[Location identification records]

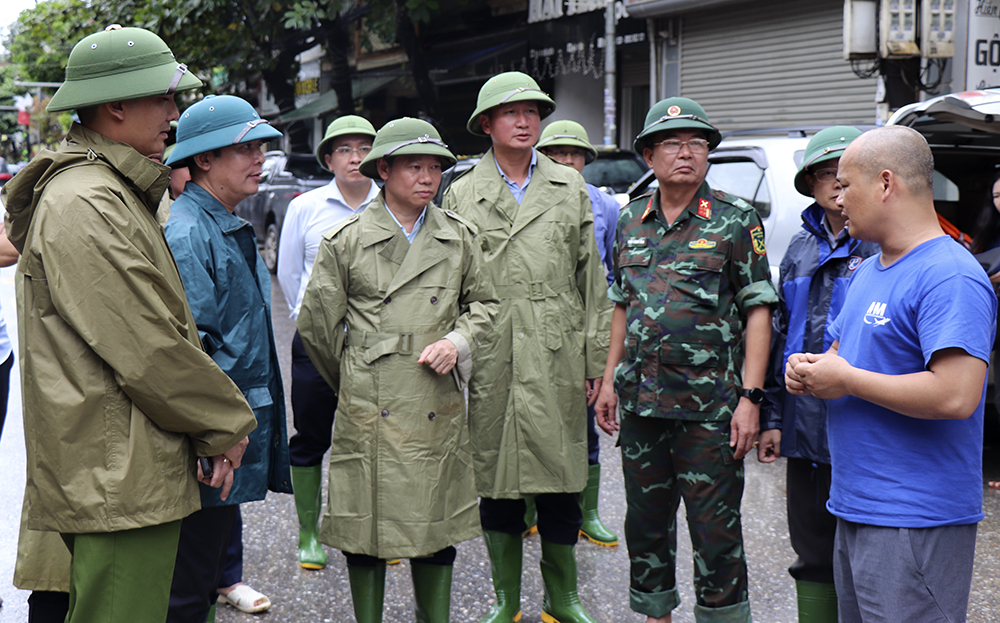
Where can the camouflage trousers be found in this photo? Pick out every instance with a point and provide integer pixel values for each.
(663, 461)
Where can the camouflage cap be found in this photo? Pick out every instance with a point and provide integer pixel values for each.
(510, 86)
(676, 113)
(567, 134)
(405, 137)
(827, 144)
(119, 64)
(348, 124)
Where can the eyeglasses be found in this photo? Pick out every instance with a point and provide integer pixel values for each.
(698, 146)
(565, 153)
(825, 175)
(347, 151)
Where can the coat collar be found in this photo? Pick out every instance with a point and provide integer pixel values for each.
(489, 187)
(227, 221)
(433, 244)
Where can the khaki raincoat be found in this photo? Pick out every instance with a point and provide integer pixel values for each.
(401, 480)
(527, 406)
(118, 395)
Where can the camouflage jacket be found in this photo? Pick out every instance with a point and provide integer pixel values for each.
(687, 288)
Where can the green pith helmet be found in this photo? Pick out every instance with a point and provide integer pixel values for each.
(510, 86)
(405, 137)
(348, 124)
(676, 113)
(119, 64)
(567, 134)
(825, 145)
(216, 122)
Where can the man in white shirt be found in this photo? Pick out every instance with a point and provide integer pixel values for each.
(345, 144)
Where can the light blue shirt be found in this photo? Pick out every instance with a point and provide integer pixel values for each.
(416, 226)
(309, 216)
(515, 189)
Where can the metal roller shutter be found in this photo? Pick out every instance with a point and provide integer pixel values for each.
(773, 67)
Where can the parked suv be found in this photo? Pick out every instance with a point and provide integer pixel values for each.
(963, 131)
(285, 177)
(758, 166)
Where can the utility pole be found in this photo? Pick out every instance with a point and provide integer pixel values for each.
(610, 107)
(38, 94)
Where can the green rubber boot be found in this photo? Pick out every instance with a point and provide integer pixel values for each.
(306, 482)
(530, 517)
(505, 552)
(561, 603)
(817, 602)
(431, 591)
(367, 591)
(593, 529)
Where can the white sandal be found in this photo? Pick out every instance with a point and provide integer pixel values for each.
(243, 598)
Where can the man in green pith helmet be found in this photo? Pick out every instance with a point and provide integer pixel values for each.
(110, 353)
(346, 143)
(395, 317)
(544, 365)
(693, 298)
(814, 274)
(567, 143)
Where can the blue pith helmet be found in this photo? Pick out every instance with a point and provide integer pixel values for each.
(215, 122)
(676, 113)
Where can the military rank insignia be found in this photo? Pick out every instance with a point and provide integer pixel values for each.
(757, 236)
(704, 208)
(634, 243)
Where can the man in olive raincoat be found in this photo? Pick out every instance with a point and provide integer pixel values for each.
(403, 282)
(119, 397)
(528, 407)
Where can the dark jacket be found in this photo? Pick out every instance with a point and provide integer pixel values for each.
(812, 286)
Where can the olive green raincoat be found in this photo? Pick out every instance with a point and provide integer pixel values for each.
(401, 481)
(527, 410)
(118, 396)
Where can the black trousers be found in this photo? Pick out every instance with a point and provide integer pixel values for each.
(47, 607)
(314, 404)
(201, 557)
(811, 528)
(559, 516)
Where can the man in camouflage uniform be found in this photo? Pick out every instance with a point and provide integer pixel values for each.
(691, 275)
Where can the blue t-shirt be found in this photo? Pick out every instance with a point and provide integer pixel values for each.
(890, 469)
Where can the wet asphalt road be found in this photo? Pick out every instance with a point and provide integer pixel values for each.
(300, 596)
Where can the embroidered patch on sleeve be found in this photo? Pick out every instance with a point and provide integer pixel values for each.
(757, 235)
(702, 243)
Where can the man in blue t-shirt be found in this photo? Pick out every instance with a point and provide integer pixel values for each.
(907, 376)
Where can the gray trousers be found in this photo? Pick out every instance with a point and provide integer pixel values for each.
(903, 575)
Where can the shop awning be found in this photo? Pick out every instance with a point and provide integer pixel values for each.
(361, 86)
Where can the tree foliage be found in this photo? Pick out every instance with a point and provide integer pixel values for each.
(231, 44)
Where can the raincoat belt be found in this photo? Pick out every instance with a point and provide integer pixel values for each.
(534, 290)
(378, 345)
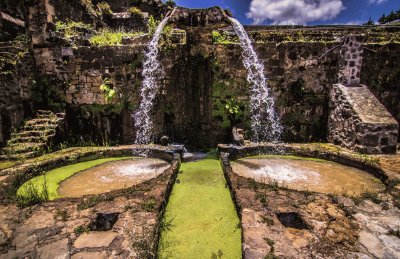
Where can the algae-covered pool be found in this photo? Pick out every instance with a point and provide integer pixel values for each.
(200, 216)
(95, 177)
(308, 174)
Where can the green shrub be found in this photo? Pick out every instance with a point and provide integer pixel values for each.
(32, 194)
(136, 11)
(107, 37)
(170, 3)
(220, 38)
(152, 24)
(107, 90)
(105, 8)
(70, 28)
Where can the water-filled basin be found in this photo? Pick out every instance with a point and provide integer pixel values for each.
(111, 176)
(308, 174)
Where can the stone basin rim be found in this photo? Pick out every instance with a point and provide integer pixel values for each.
(341, 156)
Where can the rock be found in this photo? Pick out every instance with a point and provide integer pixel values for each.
(238, 136)
(90, 255)
(95, 239)
(56, 250)
(164, 141)
(372, 244)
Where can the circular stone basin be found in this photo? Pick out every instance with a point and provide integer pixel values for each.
(112, 176)
(308, 174)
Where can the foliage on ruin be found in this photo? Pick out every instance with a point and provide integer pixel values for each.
(71, 29)
(136, 11)
(170, 3)
(105, 8)
(108, 90)
(152, 25)
(220, 38)
(9, 61)
(108, 37)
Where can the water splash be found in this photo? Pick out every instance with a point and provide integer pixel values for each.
(265, 124)
(152, 72)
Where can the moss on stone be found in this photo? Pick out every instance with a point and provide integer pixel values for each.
(53, 178)
(202, 217)
(6, 164)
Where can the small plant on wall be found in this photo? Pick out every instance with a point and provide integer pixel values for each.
(105, 8)
(108, 90)
(235, 113)
(170, 3)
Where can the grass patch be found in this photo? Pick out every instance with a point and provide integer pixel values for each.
(205, 220)
(6, 164)
(30, 193)
(107, 37)
(54, 177)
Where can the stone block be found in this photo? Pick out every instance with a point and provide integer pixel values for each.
(360, 122)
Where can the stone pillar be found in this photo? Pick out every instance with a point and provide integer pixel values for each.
(350, 60)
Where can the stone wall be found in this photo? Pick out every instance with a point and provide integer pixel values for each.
(202, 77)
(360, 122)
(351, 56)
(381, 72)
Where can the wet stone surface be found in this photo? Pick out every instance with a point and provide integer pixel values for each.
(119, 224)
(277, 221)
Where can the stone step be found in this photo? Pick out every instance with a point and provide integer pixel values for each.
(19, 148)
(41, 121)
(39, 127)
(36, 133)
(33, 139)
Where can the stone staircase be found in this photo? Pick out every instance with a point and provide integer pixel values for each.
(35, 137)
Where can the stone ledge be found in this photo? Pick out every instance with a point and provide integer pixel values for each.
(358, 121)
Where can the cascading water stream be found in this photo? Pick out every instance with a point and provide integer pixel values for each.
(265, 123)
(152, 72)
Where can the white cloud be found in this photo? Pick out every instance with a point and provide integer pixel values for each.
(294, 11)
(377, 1)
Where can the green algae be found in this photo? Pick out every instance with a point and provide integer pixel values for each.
(6, 164)
(53, 178)
(203, 222)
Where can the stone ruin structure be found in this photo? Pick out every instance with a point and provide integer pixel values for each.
(357, 119)
(202, 74)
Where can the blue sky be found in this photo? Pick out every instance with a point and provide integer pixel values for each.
(310, 12)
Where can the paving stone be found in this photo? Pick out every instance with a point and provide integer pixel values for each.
(372, 244)
(95, 239)
(55, 250)
(90, 255)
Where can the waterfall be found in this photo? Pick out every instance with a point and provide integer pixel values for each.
(265, 124)
(152, 72)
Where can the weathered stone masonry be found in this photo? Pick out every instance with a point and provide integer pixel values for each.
(200, 77)
(357, 119)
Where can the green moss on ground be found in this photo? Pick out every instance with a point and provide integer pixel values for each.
(6, 164)
(53, 178)
(201, 221)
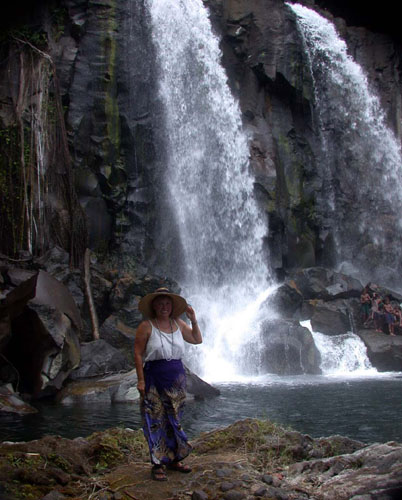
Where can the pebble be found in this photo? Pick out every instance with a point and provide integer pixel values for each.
(260, 492)
(226, 486)
(53, 495)
(223, 472)
(199, 495)
(234, 495)
(267, 479)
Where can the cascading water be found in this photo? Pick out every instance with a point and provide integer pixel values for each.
(341, 354)
(361, 158)
(226, 276)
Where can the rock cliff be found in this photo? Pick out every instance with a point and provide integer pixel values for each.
(103, 58)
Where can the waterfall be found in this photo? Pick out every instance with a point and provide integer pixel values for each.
(341, 354)
(360, 159)
(226, 276)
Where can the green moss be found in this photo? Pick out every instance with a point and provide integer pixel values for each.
(116, 446)
(111, 102)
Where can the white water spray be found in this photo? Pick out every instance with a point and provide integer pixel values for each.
(361, 158)
(211, 188)
(341, 355)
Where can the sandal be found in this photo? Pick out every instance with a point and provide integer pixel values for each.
(179, 467)
(158, 473)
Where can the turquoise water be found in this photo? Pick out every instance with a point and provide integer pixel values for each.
(367, 409)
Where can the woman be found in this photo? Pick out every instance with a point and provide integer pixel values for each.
(158, 349)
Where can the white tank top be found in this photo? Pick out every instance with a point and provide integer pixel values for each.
(163, 345)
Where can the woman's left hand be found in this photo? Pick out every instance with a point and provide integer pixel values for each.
(190, 313)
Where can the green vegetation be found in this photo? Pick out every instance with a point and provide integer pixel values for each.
(116, 446)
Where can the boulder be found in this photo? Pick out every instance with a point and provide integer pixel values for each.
(289, 348)
(122, 387)
(11, 402)
(42, 343)
(99, 358)
(331, 318)
(372, 472)
(198, 387)
(119, 335)
(286, 300)
(321, 283)
(384, 351)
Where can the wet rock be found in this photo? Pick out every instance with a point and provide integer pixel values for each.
(373, 468)
(331, 318)
(226, 486)
(54, 495)
(114, 388)
(42, 343)
(198, 387)
(384, 351)
(99, 358)
(234, 495)
(199, 495)
(286, 300)
(11, 402)
(119, 335)
(121, 387)
(325, 284)
(289, 348)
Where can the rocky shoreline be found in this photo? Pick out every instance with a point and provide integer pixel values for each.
(49, 349)
(247, 460)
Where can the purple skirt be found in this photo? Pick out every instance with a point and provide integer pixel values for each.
(162, 409)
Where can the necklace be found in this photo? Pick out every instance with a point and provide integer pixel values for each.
(171, 340)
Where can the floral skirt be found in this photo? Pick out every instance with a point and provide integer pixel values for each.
(162, 409)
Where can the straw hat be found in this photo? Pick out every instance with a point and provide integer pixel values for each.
(145, 304)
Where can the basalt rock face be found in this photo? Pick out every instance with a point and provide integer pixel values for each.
(268, 71)
(108, 86)
(106, 62)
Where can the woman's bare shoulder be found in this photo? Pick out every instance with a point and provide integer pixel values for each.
(144, 328)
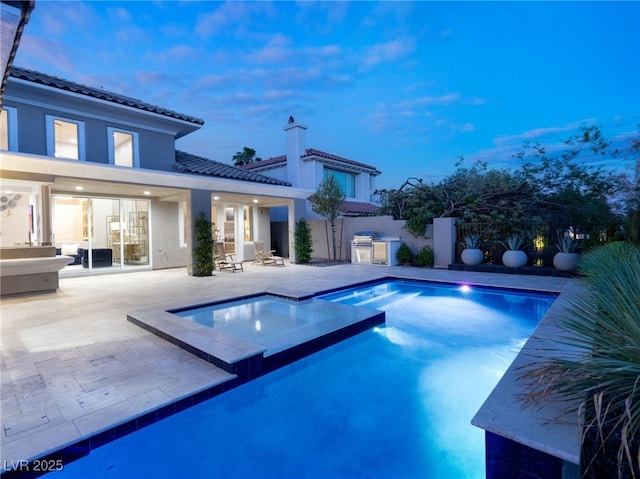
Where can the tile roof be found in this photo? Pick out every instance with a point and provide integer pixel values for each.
(188, 163)
(329, 156)
(55, 82)
(270, 161)
(310, 152)
(358, 208)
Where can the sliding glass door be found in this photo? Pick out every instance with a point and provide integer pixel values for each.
(102, 232)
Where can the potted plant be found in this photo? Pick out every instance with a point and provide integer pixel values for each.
(514, 257)
(566, 259)
(203, 263)
(472, 254)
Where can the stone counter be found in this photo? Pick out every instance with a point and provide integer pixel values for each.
(541, 438)
(35, 273)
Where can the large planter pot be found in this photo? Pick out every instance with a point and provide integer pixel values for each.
(566, 261)
(514, 258)
(472, 256)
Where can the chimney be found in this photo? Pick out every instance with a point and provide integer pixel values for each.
(295, 149)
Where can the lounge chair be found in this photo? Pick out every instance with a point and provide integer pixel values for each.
(266, 257)
(225, 260)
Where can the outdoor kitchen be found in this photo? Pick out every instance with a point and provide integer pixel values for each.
(368, 247)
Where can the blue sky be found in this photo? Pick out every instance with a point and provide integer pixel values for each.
(405, 86)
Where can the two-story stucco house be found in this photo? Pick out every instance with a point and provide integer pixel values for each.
(97, 175)
(305, 168)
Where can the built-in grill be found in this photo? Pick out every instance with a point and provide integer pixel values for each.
(363, 238)
(362, 246)
(368, 247)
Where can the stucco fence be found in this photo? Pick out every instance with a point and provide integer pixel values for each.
(440, 236)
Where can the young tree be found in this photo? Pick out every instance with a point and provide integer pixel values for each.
(245, 157)
(326, 202)
(303, 242)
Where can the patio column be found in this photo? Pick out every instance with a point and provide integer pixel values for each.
(199, 202)
(297, 210)
(444, 242)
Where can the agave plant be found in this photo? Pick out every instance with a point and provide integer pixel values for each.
(566, 245)
(514, 242)
(471, 241)
(598, 361)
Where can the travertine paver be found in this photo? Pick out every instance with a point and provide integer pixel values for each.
(72, 365)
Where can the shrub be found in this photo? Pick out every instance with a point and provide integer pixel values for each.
(404, 255)
(303, 242)
(424, 258)
(203, 249)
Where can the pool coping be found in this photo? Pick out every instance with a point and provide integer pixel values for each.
(163, 410)
(243, 358)
(549, 426)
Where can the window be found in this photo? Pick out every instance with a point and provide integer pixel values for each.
(248, 223)
(65, 138)
(347, 181)
(8, 129)
(123, 148)
(183, 223)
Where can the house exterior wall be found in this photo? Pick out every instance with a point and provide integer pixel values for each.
(156, 142)
(166, 248)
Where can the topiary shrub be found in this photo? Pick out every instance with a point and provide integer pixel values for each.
(404, 255)
(203, 249)
(303, 242)
(424, 258)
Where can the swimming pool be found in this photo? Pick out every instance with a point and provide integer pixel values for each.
(392, 402)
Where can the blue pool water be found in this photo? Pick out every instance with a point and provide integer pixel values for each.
(393, 402)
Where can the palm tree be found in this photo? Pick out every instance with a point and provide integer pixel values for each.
(598, 362)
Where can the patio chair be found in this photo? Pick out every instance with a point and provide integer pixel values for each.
(266, 257)
(224, 260)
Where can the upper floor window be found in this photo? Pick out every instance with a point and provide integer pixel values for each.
(65, 138)
(347, 181)
(123, 148)
(8, 129)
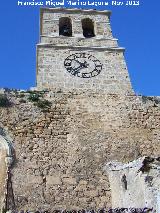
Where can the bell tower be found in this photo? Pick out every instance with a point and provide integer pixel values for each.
(78, 52)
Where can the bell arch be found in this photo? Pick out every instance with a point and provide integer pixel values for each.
(6, 160)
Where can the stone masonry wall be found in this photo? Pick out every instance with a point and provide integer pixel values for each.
(61, 152)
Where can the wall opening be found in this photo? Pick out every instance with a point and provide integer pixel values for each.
(88, 28)
(65, 26)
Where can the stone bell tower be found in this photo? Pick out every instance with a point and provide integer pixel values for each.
(78, 52)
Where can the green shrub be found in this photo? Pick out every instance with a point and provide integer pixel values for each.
(4, 102)
(34, 97)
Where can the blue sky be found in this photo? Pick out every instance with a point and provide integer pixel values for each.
(137, 28)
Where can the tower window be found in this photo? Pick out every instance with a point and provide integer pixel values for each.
(88, 28)
(65, 26)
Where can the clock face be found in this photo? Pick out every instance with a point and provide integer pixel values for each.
(83, 65)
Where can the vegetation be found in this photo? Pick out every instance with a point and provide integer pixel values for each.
(4, 102)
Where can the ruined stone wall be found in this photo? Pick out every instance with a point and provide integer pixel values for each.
(61, 152)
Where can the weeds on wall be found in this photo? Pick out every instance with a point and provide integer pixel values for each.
(37, 99)
(4, 102)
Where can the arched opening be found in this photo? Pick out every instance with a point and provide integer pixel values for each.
(65, 26)
(88, 28)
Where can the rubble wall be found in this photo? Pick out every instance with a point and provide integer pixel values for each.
(61, 152)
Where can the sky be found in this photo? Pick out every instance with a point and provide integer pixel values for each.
(136, 27)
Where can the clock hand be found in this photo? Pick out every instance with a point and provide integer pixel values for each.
(83, 64)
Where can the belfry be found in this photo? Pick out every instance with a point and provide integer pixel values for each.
(77, 51)
(80, 141)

▶ _TASK OBJECTIVE_
Render everything from the line containing "Where can the clock hand" down to the end of the records as a Markdown table with the columns Row and Line, numbering each row and skipping blank lines.

▶ _RESPONSE_
| Row | Line |
|---|---|
| 1 | Where can the clock hand be found in this photo? Pick out every instance with a point and provide integer pixel values for each. |
| 2 | (83, 64) |
| 3 | Where can the belfry be found in this photo? Pick out every instance with a point and provide integer pixel values for each. |
| 4 | (77, 51) |
| 5 | (80, 141) |